- SHORT EXERCISE
How many lines of the data below contain the string "logo"? Reply with the number alone.

>> begin SOURCE MATERIAL

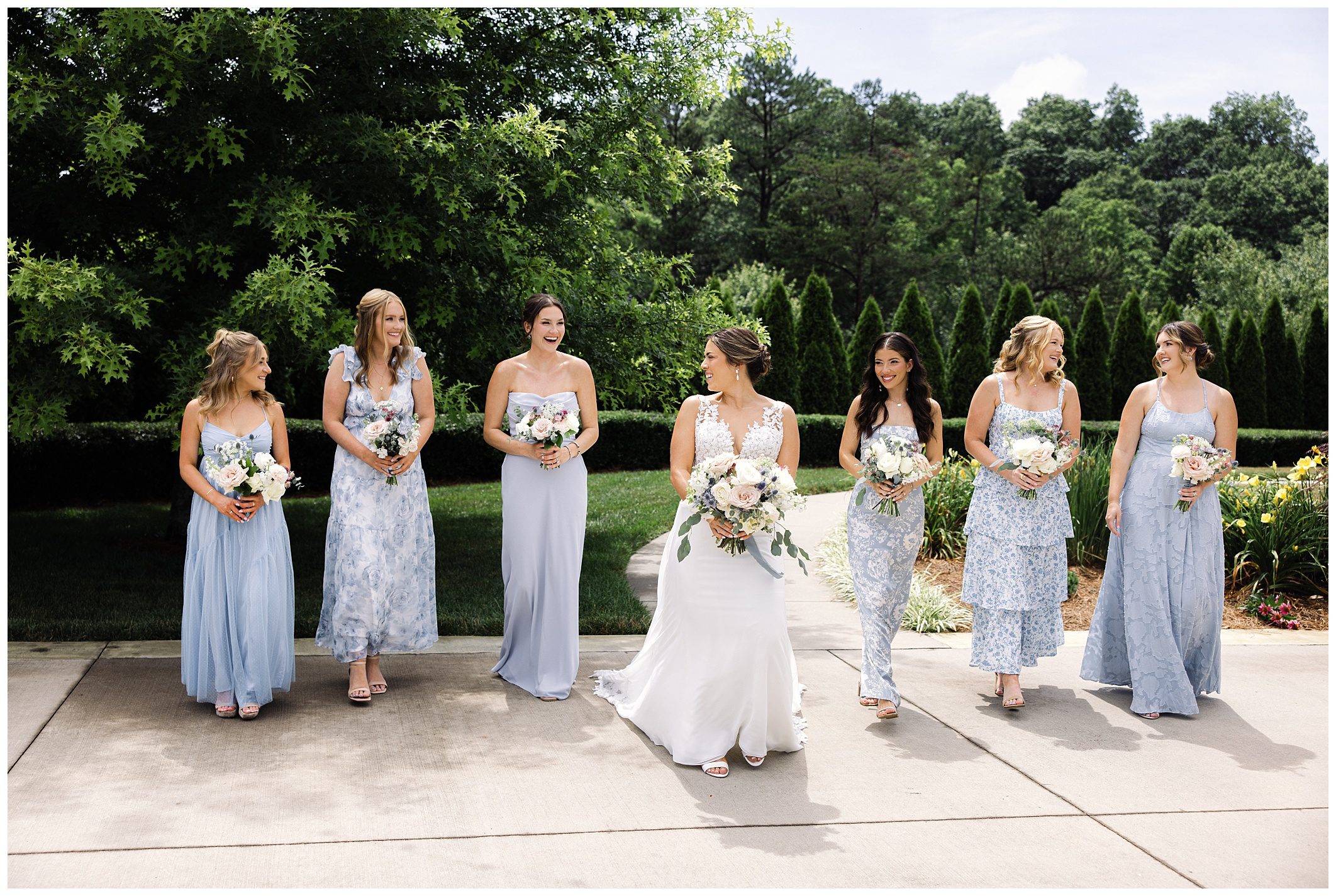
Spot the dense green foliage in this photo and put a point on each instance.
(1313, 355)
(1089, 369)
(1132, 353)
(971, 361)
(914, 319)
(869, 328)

>> end SOURCE MATERIAL
>> begin SOURCE MATERIAL

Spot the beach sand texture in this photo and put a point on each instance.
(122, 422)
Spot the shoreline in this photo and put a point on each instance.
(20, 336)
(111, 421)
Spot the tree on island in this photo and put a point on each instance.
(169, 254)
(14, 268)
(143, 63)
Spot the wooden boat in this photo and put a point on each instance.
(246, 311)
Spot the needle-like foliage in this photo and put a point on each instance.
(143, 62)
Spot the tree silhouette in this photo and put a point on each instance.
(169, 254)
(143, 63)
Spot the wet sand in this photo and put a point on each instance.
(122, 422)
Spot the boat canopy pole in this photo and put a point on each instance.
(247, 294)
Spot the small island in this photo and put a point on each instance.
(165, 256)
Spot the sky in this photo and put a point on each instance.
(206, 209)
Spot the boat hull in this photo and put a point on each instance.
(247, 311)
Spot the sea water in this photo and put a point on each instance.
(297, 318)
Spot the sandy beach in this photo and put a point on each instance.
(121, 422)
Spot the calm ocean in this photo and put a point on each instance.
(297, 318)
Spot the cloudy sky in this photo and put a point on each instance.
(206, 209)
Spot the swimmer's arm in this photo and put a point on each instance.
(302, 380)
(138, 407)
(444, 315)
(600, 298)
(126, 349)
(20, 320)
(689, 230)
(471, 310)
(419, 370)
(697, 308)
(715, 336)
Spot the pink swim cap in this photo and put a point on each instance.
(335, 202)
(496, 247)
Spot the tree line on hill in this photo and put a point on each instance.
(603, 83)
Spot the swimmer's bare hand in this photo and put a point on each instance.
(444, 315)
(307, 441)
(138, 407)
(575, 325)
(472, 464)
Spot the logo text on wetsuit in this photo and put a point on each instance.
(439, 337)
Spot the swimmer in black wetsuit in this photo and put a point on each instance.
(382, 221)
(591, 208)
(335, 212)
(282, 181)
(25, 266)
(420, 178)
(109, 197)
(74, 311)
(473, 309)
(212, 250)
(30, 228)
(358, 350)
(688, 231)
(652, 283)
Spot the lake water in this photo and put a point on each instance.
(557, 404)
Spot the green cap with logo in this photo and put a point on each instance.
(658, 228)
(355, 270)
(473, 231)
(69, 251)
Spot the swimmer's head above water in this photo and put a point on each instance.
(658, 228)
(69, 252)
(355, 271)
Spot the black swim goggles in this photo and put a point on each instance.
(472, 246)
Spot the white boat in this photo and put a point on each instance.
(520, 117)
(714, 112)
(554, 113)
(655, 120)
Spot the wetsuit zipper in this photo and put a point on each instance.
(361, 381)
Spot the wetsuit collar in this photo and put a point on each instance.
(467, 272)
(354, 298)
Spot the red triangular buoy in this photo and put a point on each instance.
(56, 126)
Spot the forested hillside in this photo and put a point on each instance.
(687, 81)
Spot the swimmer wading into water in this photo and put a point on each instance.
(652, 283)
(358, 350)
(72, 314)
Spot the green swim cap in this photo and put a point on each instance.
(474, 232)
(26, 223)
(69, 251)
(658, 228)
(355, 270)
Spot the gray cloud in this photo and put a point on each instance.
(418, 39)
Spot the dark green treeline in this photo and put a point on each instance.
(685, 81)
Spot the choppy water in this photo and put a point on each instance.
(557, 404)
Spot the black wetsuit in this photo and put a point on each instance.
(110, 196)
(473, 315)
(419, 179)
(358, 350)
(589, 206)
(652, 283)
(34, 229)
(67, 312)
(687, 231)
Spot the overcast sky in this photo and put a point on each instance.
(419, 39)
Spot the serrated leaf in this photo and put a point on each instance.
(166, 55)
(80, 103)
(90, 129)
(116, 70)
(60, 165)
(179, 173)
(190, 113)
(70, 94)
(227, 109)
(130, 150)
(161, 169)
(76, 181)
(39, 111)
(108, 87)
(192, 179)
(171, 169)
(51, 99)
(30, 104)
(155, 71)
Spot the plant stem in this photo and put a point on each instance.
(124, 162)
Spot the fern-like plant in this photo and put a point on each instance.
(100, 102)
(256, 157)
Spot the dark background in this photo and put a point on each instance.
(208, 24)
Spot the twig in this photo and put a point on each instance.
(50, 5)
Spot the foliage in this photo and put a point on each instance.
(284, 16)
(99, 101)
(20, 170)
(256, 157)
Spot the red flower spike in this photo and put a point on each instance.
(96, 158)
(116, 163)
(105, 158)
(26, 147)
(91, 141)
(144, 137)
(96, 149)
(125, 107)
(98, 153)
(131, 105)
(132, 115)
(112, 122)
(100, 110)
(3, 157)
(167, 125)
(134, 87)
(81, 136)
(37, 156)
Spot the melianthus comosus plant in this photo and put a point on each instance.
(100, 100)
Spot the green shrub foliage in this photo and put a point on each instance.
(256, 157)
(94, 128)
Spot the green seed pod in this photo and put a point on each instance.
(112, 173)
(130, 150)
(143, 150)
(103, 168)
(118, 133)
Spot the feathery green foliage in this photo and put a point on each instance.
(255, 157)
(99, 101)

>> end SOURCE MATERIAL
>> begin SOURCE MATERIAL

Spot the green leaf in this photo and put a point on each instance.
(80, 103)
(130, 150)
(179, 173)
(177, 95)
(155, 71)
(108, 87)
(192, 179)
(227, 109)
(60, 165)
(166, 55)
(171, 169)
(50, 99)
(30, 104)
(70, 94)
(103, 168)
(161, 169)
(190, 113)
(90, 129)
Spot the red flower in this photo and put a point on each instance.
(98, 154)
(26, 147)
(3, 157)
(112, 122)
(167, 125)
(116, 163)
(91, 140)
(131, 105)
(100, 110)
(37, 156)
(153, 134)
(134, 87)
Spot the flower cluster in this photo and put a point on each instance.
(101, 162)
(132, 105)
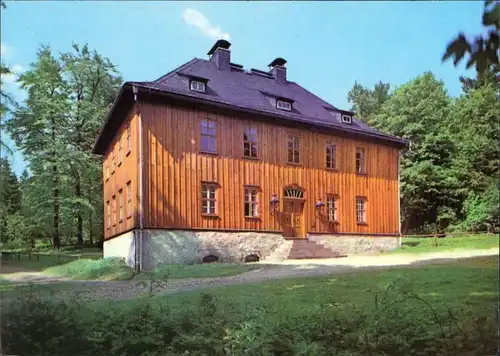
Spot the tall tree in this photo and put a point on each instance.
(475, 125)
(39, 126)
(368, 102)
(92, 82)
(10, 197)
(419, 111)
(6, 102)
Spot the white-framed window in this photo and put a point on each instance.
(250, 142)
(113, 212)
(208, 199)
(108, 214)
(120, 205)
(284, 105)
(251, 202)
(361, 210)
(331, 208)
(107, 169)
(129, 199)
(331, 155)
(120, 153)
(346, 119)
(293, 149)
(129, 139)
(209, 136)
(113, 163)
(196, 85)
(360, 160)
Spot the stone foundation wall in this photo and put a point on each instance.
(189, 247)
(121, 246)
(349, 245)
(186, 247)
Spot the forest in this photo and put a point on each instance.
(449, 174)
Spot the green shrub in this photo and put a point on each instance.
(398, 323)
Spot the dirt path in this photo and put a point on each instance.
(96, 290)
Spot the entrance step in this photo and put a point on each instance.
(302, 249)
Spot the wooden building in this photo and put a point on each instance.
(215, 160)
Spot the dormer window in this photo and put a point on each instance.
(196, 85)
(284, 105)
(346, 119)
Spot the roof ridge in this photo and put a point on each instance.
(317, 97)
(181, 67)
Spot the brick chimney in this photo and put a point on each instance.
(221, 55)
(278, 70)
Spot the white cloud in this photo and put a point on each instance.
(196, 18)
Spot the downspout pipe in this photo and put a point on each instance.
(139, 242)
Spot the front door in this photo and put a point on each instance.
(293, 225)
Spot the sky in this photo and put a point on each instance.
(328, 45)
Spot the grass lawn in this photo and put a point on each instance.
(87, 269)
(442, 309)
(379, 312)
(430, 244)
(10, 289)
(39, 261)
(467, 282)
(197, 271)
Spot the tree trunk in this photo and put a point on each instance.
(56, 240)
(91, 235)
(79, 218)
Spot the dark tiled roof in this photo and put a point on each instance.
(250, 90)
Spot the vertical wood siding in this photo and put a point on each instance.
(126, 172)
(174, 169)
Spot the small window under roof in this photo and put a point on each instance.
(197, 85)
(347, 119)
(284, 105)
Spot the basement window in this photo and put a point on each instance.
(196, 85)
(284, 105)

>> end SOURCE MATERIAL

- IN RESPONSE
2